_Instructions:_
A. In the review of Franklin's autobiography, what did Franklin use his little notebook for?
B. Extend the review of Franklin's autobiography past its final paragraph.

_Text excerpt:_

>> START

The Autobiography of Benjamin Franklin

by Benjamin Franklin

read in Dec 2020

book info on goodreads

Benjamin Franklin’s auto-biography is a historical account of what today would be called a “Productivity expert” or “Performance coach”. It is extremely interesting to see how he introduces many of the personal productivity practices that these contemporary social media phenomena are promoting. It is refreshing to see how someone can write about these ideas and practices in a completely unbiased manner without the need to please a YouTube algorithm or attract attention. In the following I would like to discuss some of the practices that Franklin describes in his book that resonated well with me or that reminded me most clearly of the modern YouTube counterparts’ videos.

Franklin was writing and maintaining a plan for his life. He wrote this plan at a very young age; not saying exactly when, but one can assume that it was before he turned 21. To his own surprise as he stated he also actually followed this plan very closely his entire life. It would be interesting to know here whether this was because he actually reviewed the plan and managed his daily business according to the plan or whether he was simply living his life according to his virtues which were implicitly embodied in the plan?

Besides the life plan, Franklin also had a plan for every single day. This seems to resemble something that Cal Newport would probably refer to as time-box planning. Franklin, in his book, gives and example of how a typical day in his life is planned and conducted. He has clear time blocks for particular tasks and practices. He acknowledges that it is sometimes difficult to adhere to the plan as he is in a business where customers can show up unexpectedly.

He was using a notebook to journal. Franklin describes a little notebook that he was taking with him everywhere he goes. He used the notebook to jot down any notes or fleeting ideas that he might encounter during the day. This resonates well with the general notion of a bullet journal or daily writing practice. Franklin was a prolific writer, entrepreneur, and inventor. It seems that this journaling habit was key to his success.

Franklin set up a writing and discussion group in Pennsylvania. He gathered several of the most educated, eloquent, and industrious people in the city and organised a regular meeting with them. In these meetings they would discuss topics such as politics, philosophy, and science. Members of the group were also encouraged to produce and present pieces of their writing on topics they discussed. This discussion group resembles closely what today would be referred to as a mastermind group or more traditionally a reading or writing group.

>> END

_Available data:_
>> START

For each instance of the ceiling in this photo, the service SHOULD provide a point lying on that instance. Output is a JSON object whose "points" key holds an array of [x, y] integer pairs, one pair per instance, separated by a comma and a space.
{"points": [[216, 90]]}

>> END

_Per-task answers:_
A. To jot down any notes or fleeting ideas he encountered during the day.

B.
Franklin established a set of 13 virtues that he wanted to live his life by:

  1. Temperance: Eat not to dullness; drink not to elevation
  2. Silence: Speak not but what may benefit others or yourself; avoid trifling conversations
  3. Order: Let all your things have their place; let each part of your business have its time
  4. Resolution: Resolve to perform what you ought; perform without fail what you resolve
  5. Frugality: Make no expense but to do good to others or yourself; i.e., waste nothing
  6. Industry: Lose no time; be always employed in something useful; cut off all unncessary actions
  7. Sincerity: Use no hurtful deceit; think innocently and justly, and, if you speak, speak accordingly
  8. Justice: Wrong none by doing injuries, or omitting the benefits that are your duty
  9. Moderation: Avoid extremes; forbear resenting injuries so much as you think they deserve
  10. Cleanliness: Tolerate no uncleanliness in body, cloaths or habitation
  11. Tranquility: Be not disturbed at trifles, or ar accidents common or unavoidable
  12. Chastity: Rarely use venery but for health or offspring, never to dulness, weakness, or the injury of your own or another’s peace or reputation
  13. Humility: Imitate Jesus and Socrates

With regards to the virtues of frugality and industry he noted further that he didn’t only pay attention to live by those virtues, but that he also made sure that others saw him as frugal and industrious. He emphasised, for example, that reading was his only form of amusement that he engaged in and that even that was seen as part of his job as a printer.

Franklin explained that he didn’t try to live by all 13 virtues simultaneously. Instead he ordered the list (in the order above) and started focusing on the first virtue. As soon as he thought he mastered the particular virtue he moved on to the next one. The order of the 13 virtues represents the ease of mastering all 13 as Franklin thought some virtues will have compounding effects on mastering others. Furthermore, he described that he put in place a daily review habit for the 13 virtues. In that review, he used another notebook to record his progress towards the virtues and reflect on it.

Finally, he described a system for what appears to be a deliberate writing practice. He explains that he always wanted to write but didn’t receive the education to be a good writer. So he developed a self-learning practice to improve his writing skills. He used texts from articles that he enjoyed reading and authors’ that he admired and tried to learn from them. In particular, he developed a systematic approach to extracting key ideas from their texts and then trying to reproduce the whole text based on a simple reading of the key ideas.